▶ **WORK TO COMPLETE**: Count how many lines in the listing below contain the string "train", and reply with that number alone.

▶ **INPUT FOR THIS TASK**:

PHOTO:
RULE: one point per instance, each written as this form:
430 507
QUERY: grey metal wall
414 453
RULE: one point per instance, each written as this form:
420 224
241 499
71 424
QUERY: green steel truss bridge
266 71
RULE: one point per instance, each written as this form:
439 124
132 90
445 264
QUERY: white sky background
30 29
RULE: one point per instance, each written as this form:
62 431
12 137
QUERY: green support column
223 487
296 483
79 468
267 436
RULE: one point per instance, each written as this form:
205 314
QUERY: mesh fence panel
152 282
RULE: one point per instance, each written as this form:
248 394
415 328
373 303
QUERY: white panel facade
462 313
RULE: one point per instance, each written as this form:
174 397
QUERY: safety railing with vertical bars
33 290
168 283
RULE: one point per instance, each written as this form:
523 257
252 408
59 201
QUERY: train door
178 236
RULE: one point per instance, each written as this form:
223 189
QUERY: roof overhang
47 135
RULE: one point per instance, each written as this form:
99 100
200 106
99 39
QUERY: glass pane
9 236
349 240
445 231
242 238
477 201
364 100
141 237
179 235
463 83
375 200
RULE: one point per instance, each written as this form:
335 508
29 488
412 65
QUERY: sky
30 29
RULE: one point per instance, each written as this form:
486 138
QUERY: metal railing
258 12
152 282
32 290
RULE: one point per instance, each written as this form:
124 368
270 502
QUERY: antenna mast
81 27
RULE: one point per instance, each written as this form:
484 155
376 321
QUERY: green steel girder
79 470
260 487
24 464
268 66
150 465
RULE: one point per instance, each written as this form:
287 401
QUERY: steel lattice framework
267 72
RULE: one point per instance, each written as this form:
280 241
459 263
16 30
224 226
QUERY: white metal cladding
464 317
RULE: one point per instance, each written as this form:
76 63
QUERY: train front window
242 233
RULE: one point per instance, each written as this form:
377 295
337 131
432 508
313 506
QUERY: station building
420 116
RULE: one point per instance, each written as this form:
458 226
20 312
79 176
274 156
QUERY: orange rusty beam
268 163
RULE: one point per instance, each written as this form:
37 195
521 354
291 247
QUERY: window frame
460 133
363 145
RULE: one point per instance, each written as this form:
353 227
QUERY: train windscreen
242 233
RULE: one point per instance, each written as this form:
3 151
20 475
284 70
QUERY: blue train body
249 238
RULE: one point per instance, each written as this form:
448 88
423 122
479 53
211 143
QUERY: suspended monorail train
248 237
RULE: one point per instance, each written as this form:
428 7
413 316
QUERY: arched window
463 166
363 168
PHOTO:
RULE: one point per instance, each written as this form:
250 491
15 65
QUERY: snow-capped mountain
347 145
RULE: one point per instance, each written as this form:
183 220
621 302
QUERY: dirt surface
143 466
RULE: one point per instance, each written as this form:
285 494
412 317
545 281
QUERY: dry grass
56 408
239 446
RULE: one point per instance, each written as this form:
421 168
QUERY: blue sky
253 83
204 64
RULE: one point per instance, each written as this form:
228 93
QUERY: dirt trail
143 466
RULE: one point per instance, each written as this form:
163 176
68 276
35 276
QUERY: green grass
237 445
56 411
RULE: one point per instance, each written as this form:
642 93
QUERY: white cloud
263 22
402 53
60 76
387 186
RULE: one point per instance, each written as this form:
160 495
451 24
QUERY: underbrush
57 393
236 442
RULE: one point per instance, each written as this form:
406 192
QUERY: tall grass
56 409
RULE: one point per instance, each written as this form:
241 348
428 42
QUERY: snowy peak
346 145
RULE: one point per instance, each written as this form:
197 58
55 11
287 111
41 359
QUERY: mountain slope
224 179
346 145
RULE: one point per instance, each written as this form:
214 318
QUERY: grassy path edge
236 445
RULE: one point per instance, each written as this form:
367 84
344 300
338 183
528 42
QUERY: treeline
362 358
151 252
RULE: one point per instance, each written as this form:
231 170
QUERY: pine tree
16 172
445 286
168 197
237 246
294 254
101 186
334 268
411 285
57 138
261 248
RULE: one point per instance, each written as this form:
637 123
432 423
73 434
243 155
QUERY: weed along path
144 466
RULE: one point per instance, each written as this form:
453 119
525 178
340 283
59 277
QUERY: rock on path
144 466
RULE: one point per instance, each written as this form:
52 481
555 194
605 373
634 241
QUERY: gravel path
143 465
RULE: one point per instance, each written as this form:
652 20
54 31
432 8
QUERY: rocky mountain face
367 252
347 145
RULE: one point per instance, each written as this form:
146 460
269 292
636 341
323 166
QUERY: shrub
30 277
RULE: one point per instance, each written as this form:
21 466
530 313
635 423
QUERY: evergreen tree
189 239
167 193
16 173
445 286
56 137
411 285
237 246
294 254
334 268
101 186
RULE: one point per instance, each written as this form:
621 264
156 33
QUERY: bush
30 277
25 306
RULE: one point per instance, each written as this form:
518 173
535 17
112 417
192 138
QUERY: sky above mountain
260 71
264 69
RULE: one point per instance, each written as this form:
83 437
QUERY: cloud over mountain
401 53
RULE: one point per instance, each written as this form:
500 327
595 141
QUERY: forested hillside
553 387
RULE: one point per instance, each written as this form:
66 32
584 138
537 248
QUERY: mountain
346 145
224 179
---
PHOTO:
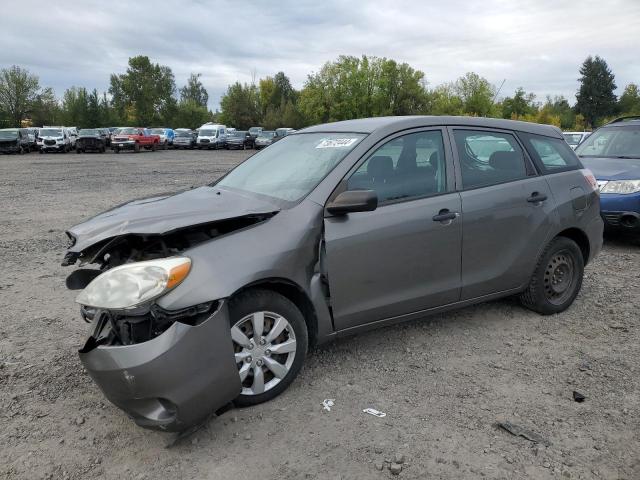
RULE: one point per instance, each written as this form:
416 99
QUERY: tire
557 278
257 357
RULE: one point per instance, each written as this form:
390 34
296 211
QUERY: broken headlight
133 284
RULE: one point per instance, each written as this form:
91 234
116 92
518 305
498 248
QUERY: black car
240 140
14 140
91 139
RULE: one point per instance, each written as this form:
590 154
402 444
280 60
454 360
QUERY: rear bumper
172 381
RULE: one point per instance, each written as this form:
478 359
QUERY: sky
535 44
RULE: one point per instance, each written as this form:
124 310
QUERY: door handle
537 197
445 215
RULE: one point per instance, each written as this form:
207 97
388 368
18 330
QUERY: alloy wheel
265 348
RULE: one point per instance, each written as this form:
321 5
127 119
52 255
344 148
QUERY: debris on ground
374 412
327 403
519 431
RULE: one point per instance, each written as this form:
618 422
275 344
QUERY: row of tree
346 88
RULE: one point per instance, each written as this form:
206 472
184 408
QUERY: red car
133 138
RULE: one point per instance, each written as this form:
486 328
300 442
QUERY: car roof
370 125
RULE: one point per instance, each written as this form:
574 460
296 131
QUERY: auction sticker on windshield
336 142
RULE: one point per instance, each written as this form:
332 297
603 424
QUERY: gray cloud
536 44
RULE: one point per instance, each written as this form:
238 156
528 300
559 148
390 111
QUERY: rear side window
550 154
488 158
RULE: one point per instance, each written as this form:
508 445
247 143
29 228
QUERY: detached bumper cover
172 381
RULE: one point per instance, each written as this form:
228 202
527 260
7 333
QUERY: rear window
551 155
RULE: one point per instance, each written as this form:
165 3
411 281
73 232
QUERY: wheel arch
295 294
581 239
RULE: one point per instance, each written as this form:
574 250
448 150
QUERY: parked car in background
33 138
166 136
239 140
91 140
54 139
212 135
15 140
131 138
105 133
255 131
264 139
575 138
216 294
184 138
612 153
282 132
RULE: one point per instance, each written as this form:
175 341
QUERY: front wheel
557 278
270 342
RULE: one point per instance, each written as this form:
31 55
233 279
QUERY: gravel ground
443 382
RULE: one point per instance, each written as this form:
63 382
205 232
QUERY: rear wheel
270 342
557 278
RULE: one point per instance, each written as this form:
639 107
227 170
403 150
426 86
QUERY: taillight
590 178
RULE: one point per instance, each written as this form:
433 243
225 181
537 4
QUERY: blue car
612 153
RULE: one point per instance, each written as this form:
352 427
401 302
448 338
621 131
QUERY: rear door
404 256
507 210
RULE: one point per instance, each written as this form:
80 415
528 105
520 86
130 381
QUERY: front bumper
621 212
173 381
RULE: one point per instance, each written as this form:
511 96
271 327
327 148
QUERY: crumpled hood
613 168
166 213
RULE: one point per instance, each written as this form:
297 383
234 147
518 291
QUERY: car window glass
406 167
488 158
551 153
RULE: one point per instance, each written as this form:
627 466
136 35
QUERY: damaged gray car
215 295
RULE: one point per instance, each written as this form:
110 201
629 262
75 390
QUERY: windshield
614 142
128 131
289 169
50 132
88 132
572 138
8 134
==
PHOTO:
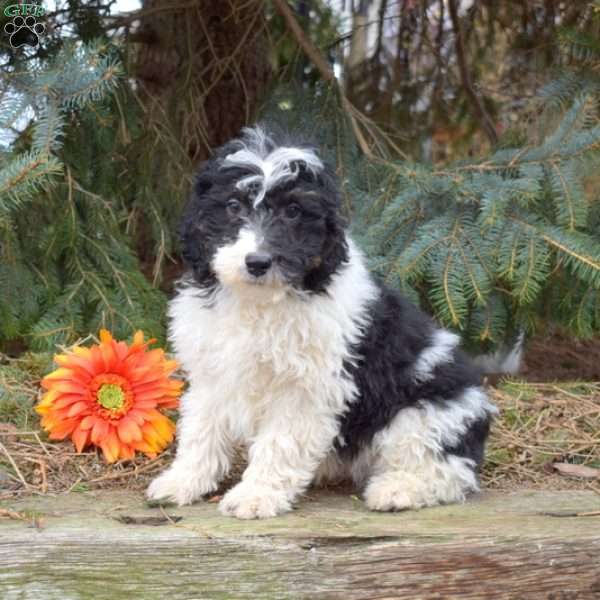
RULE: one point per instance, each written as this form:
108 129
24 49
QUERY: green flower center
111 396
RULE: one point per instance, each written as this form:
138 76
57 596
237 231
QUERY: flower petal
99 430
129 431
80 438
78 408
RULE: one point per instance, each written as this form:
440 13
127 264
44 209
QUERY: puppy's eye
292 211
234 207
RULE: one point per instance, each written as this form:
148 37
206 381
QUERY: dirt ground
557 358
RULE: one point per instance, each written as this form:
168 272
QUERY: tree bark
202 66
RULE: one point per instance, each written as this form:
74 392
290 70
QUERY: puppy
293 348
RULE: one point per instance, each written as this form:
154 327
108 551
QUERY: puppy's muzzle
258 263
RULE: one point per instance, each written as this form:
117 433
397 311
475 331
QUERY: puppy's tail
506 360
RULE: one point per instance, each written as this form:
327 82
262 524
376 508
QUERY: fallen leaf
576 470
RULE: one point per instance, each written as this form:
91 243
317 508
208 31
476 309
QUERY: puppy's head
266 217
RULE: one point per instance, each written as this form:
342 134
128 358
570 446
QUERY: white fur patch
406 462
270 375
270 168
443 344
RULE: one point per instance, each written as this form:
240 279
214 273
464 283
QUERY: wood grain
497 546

▶ **FULL ANSWER**: 5